Problem | Pictures do not belong in the copy; restate the records below word for word.
____
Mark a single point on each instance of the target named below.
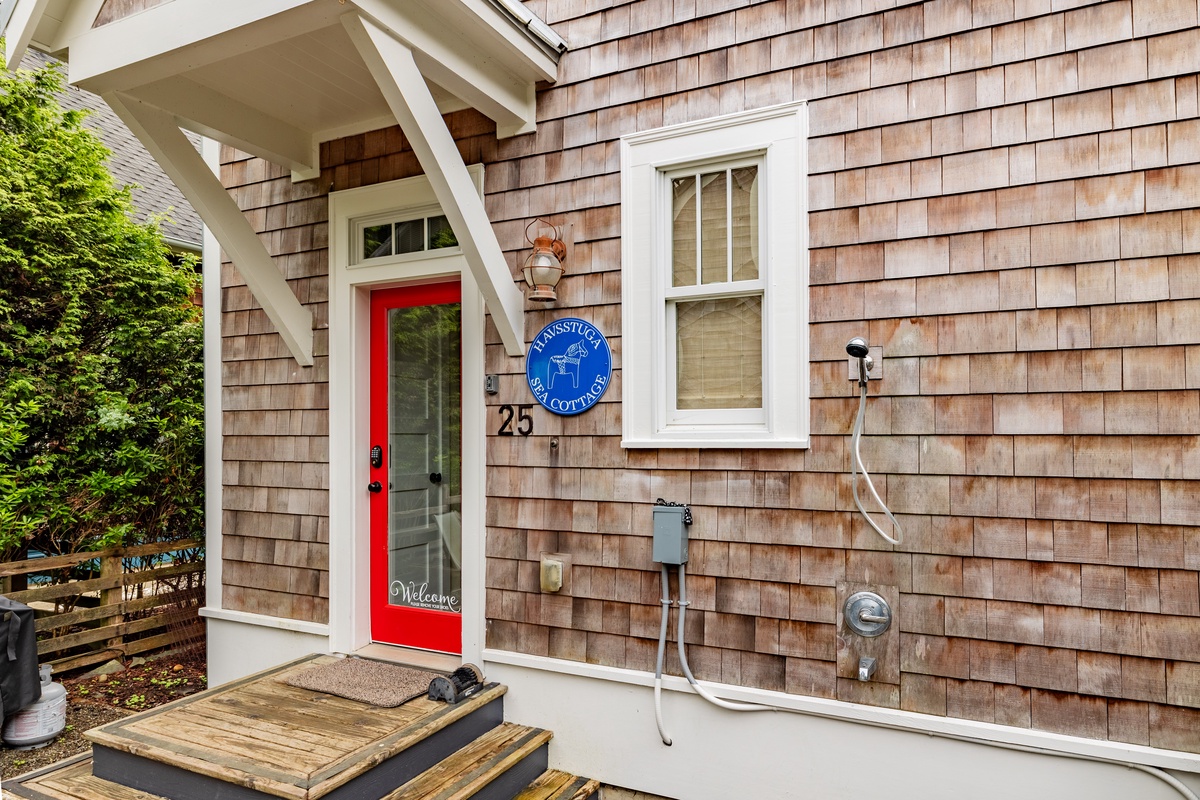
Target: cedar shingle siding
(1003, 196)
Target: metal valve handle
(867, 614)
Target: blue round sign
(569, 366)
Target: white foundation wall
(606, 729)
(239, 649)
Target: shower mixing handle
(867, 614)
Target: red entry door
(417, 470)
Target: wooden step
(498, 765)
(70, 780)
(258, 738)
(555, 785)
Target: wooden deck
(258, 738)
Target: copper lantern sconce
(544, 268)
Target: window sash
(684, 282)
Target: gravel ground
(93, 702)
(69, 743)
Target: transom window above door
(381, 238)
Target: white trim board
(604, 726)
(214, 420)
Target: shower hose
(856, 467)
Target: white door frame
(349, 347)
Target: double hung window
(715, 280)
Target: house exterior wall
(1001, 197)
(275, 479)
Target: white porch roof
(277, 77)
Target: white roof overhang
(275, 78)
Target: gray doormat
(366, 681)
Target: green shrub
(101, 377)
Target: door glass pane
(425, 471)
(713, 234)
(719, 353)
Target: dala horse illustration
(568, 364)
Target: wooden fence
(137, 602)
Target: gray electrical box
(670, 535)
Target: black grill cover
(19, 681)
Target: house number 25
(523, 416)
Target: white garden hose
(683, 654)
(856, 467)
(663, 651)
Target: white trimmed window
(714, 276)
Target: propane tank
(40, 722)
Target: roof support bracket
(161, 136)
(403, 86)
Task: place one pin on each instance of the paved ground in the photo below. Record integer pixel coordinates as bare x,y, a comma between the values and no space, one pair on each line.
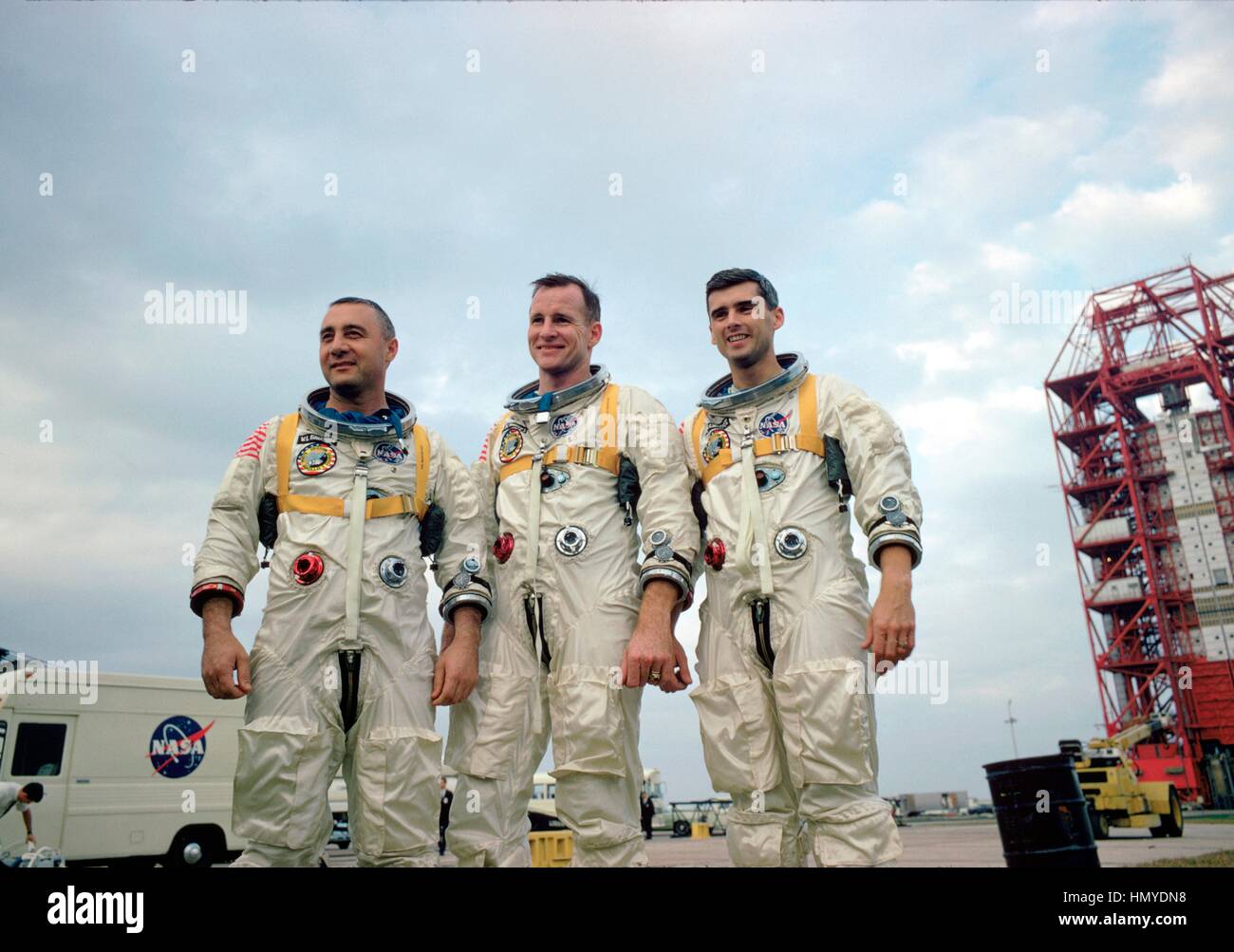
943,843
____
Response for this exercise |
Mark a single point on each instance of the target named below.
Target: cedar shingle siding
(1003, 196)
Target: metal valve handle
(867, 614)
Target: blue round sign
(569, 366)
Target: white foundation wall
(606, 729)
(239, 649)
Target: shower mixing handle
(867, 614)
Target: red entry door
(417, 470)
Target: wooden step
(498, 765)
(70, 780)
(258, 738)
(555, 785)
Target: wooden deck
(258, 738)
Target: copper lantern sconce
(544, 268)
Target: window sash
(684, 282)
Target: gravel ground
(93, 702)
(69, 743)
Target: transom window above door
(381, 238)
Target: white trim board
(604, 726)
(214, 420)
Target: shower hose
(856, 467)
Target: white door frame
(349, 347)
Target: double hung window
(715, 280)
Target: house exterior wall
(1001, 197)
(275, 479)
Target: white porch roof
(277, 77)
Target: white roof overhang
(275, 78)
Target: gray doormat
(366, 681)
Target: green shrub
(101, 377)
Target: door glass pane
(425, 471)
(713, 234)
(719, 353)
Target: dala horse illustration
(568, 364)
Target: wooden fence
(137, 602)
Target: gray electrical box
(670, 535)
Target: black grill cover
(19, 681)
Target: house number 25
(523, 416)
Target: white garden hose
(683, 654)
(856, 467)
(663, 651)
Target: white trimmed window
(714, 276)
Target: propane tank
(40, 722)
Target: roof support bracket
(161, 136)
(403, 86)
Task: place one pin on each instance of the paved ground in the photo below. Record integer pixel coordinates as bare x,y, a comma between the values and no space, one pair on each line.
943,843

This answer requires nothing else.